Render the entries as a JSON list of strings, one string per line and blank lines left out, starting with the line containing "# point at: bottle" and going on through the line containing "x=533, y=167".

The input:
-----
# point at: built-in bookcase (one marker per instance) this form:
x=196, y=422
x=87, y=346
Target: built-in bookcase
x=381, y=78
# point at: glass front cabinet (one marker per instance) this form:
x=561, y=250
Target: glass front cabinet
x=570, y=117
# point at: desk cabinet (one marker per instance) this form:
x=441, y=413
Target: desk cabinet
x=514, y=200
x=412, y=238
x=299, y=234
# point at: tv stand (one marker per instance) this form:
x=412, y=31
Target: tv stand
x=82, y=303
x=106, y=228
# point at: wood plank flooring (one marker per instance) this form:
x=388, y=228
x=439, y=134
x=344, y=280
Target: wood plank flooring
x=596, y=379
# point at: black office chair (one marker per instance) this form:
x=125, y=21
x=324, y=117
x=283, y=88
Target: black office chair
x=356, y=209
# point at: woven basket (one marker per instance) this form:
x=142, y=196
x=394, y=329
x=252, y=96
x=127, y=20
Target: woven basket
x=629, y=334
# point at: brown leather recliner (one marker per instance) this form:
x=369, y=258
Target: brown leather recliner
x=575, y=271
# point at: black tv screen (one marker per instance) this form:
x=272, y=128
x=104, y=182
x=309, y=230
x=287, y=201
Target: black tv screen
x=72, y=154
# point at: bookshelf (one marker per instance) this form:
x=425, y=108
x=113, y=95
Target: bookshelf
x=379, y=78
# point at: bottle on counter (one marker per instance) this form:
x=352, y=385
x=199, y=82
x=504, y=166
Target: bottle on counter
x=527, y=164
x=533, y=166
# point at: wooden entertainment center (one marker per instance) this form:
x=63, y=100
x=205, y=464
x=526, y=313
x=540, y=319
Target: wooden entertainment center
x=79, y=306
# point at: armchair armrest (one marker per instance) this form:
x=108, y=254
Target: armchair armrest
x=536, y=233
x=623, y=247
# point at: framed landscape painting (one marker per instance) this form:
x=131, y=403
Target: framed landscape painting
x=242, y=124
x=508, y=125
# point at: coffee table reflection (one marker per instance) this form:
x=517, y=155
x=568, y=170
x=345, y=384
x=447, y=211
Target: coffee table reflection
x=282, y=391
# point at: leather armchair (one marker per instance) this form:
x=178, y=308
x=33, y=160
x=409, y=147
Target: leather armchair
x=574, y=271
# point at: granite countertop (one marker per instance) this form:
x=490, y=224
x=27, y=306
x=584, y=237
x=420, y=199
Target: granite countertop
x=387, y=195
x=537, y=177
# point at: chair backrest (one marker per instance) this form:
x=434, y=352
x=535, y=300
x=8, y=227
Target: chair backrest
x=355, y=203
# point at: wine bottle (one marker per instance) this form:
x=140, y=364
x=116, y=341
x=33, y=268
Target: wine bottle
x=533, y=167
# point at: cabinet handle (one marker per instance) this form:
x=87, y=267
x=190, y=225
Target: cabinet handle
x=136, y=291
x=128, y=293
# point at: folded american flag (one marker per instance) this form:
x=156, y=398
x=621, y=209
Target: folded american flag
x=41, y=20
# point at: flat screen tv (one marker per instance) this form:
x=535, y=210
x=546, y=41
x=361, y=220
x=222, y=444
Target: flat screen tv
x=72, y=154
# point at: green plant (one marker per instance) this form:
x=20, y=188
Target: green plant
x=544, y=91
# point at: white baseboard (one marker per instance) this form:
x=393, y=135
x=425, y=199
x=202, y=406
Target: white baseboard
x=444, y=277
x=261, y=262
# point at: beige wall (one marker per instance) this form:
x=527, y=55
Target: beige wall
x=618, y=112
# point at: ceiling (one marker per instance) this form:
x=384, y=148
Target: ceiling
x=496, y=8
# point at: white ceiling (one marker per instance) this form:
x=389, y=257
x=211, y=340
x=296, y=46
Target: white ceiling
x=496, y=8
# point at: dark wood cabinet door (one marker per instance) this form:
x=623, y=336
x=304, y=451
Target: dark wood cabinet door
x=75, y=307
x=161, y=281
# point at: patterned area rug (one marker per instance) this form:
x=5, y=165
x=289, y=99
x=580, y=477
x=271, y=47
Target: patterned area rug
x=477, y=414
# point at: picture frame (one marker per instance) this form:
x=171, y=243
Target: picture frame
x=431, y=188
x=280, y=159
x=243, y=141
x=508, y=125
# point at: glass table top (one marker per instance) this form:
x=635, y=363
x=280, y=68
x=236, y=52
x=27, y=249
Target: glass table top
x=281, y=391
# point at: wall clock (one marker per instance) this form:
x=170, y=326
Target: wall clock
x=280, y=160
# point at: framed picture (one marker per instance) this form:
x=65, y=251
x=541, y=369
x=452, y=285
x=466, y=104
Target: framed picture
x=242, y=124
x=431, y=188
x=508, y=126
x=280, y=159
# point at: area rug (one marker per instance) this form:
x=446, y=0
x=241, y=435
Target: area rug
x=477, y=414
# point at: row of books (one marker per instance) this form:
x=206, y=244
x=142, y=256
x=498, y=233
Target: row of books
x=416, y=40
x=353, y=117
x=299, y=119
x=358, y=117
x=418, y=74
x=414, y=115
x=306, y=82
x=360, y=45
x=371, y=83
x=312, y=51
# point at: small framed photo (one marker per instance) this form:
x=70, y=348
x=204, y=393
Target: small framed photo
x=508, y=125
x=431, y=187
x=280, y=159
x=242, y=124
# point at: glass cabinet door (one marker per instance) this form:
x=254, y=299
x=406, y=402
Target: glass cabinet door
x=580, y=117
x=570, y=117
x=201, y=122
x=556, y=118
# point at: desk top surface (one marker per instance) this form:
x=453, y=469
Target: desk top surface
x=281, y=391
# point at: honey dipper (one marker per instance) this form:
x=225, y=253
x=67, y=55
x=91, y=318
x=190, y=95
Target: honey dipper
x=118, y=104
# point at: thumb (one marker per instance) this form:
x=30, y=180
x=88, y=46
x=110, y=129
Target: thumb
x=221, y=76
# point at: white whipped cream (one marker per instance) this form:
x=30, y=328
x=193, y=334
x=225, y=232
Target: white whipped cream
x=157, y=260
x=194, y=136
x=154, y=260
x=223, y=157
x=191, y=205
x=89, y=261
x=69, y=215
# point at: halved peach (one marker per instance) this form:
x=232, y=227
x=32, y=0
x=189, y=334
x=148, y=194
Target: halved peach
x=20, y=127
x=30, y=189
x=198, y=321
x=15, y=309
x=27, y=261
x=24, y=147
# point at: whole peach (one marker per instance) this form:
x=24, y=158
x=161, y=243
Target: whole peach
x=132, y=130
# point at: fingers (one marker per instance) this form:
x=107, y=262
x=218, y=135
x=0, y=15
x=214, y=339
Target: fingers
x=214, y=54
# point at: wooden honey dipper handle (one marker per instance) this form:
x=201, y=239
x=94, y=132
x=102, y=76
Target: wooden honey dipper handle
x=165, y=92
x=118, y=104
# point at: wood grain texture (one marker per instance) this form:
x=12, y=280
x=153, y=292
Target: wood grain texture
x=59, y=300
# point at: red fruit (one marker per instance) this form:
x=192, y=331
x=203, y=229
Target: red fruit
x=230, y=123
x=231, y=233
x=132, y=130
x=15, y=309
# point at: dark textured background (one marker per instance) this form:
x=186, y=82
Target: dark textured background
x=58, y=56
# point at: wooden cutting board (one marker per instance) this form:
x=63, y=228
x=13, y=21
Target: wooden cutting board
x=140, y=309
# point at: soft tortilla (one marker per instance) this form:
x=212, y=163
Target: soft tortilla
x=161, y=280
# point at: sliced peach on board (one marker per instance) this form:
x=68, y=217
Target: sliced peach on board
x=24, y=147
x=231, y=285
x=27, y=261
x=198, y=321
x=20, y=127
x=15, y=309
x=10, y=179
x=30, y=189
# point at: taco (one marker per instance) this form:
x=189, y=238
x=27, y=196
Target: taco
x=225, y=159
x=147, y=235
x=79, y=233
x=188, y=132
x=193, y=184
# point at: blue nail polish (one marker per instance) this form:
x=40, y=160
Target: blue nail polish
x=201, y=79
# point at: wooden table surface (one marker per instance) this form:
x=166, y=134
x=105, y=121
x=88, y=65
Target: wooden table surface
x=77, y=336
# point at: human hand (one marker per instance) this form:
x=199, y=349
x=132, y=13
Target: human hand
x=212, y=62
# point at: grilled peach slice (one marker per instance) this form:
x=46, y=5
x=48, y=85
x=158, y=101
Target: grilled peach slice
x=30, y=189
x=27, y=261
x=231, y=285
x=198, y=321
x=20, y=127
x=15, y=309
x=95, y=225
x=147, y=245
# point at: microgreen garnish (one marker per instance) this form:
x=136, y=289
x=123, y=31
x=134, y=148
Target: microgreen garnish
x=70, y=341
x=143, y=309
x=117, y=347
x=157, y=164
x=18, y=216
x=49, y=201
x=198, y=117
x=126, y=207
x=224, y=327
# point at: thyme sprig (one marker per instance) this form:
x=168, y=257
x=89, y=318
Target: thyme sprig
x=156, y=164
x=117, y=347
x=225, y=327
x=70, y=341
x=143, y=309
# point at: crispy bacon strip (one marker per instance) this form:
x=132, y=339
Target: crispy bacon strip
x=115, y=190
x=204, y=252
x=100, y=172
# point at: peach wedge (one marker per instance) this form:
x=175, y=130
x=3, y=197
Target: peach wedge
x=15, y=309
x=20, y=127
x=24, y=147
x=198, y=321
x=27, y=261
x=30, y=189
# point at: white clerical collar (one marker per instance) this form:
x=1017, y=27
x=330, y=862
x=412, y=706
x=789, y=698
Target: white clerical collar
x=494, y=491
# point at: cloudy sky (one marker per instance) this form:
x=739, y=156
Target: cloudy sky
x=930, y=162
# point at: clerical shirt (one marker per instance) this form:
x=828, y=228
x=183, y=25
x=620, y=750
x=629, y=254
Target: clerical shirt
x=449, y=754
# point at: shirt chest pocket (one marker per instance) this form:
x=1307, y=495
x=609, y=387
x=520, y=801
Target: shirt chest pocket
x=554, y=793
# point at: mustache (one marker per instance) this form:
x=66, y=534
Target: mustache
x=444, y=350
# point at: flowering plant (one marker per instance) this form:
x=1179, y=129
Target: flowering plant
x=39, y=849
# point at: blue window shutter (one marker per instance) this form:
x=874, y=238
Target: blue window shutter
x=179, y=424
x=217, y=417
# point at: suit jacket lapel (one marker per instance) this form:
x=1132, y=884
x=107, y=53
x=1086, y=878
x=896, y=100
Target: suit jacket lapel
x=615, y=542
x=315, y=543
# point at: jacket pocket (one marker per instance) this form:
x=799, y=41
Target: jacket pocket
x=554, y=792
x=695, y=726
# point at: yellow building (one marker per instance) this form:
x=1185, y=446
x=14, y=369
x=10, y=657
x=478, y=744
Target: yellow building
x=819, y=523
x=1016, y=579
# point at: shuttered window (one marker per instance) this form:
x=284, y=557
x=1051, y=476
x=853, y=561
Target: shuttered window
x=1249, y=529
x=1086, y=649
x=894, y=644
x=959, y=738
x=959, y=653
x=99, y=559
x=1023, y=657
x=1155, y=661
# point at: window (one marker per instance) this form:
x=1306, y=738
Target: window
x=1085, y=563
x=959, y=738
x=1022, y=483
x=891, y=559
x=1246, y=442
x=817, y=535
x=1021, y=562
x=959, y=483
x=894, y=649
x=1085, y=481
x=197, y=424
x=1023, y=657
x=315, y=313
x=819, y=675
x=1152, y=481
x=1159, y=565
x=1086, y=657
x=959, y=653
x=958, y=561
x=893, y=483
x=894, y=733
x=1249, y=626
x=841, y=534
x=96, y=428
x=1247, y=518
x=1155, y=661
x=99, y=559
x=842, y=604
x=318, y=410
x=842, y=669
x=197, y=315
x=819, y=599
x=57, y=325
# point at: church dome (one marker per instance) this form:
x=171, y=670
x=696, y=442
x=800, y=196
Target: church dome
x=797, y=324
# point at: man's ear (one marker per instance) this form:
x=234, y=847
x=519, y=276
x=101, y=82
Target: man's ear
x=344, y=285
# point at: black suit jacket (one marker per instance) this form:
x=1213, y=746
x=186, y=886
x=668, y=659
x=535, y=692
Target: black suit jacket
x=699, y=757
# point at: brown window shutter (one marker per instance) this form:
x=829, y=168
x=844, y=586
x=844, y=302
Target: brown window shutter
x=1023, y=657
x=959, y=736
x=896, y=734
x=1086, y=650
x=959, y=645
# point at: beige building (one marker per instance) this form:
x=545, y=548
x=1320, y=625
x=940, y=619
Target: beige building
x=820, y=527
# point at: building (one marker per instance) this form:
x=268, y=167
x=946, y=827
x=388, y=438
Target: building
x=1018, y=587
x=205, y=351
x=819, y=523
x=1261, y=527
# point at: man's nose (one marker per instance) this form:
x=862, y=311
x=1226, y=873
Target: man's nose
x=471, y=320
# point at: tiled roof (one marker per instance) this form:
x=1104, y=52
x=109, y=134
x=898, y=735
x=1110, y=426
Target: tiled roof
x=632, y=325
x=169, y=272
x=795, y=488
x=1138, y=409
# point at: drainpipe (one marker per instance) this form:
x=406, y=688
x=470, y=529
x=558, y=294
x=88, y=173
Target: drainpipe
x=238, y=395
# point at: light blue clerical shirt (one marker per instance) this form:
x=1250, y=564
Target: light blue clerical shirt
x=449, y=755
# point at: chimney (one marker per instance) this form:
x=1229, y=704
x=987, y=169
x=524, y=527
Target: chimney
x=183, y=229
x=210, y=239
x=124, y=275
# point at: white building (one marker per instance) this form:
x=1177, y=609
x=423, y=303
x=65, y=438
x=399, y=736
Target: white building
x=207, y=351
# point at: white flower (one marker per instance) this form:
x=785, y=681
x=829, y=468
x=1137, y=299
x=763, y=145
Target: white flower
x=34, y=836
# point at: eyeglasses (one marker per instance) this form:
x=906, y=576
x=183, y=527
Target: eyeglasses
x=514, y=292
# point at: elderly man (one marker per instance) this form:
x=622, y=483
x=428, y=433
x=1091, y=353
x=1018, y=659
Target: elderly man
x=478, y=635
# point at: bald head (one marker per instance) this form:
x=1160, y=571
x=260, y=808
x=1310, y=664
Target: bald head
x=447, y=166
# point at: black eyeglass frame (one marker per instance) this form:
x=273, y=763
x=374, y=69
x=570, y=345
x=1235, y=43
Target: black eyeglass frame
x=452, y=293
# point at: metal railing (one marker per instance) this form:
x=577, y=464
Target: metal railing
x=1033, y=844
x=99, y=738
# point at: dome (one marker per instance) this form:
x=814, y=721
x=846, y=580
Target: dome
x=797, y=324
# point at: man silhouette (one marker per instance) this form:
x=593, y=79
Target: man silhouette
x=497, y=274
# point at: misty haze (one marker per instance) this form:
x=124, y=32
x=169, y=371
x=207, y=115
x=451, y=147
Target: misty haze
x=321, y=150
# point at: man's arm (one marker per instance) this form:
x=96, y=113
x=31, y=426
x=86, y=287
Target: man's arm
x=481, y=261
-----
The solution:
[
  "# point at: bottle on counter (one marker per instance) this form:",
  "x=352, y=385",
  "x=199, y=82",
  "x=504, y=166",
  "Target: bottle on counter",
  "x=527, y=164",
  "x=533, y=166",
  "# point at: wooden entertainment center (one marker per instance) this form:",
  "x=63, y=100",
  "x=205, y=464",
  "x=526, y=313",
  "x=540, y=319",
  "Target: wooden entertainment center",
  "x=79, y=306",
  "# point at: armchair armrest (one marker per instance) this form:",
  "x=108, y=254",
  "Target: armchair armrest",
  "x=536, y=233",
  "x=623, y=247",
  "# point at: framed landscape painting (one marker per instance) this form:",
  "x=131, y=403",
  "Target: framed landscape painting",
  "x=242, y=124",
  "x=508, y=125",
  "# point at: coffee table reflection (one marker per instance) this form:",
  "x=517, y=155",
  "x=568, y=170",
  "x=345, y=384",
  "x=447, y=211",
  "Target: coffee table reflection",
  "x=282, y=391",
  "# point at: leather armchair (one marker per instance) this form:",
  "x=178, y=308",
  "x=33, y=160",
  "x=409, y=147",
  "Target: leather armchair",
  "x=574, y=271",
  "# point at: granite countertop (one marker per instance) this form:",
  "x=490, y=224",
  "x=27, y=306",
  "x=584, y=237",
  "x=420, y=199",
  "Target: granite countertop",
  "x=387, y=195",
  "x=537, y=177",
  "# point at: chair backrest (one marker per instance) this form:",
  "x=434, y=352",
  "x=535, y=300",
  "x=8, y=227",
  "Target: chair backrest",
  "x=355, y=203",
  "# point at: wine bottle (one marker per instance) this form:",
  "x=140, y=364",
  "x=116, y=341",
  "x=33, y=268",
  "Target: wine bottle",
  "x=533, y=167"
]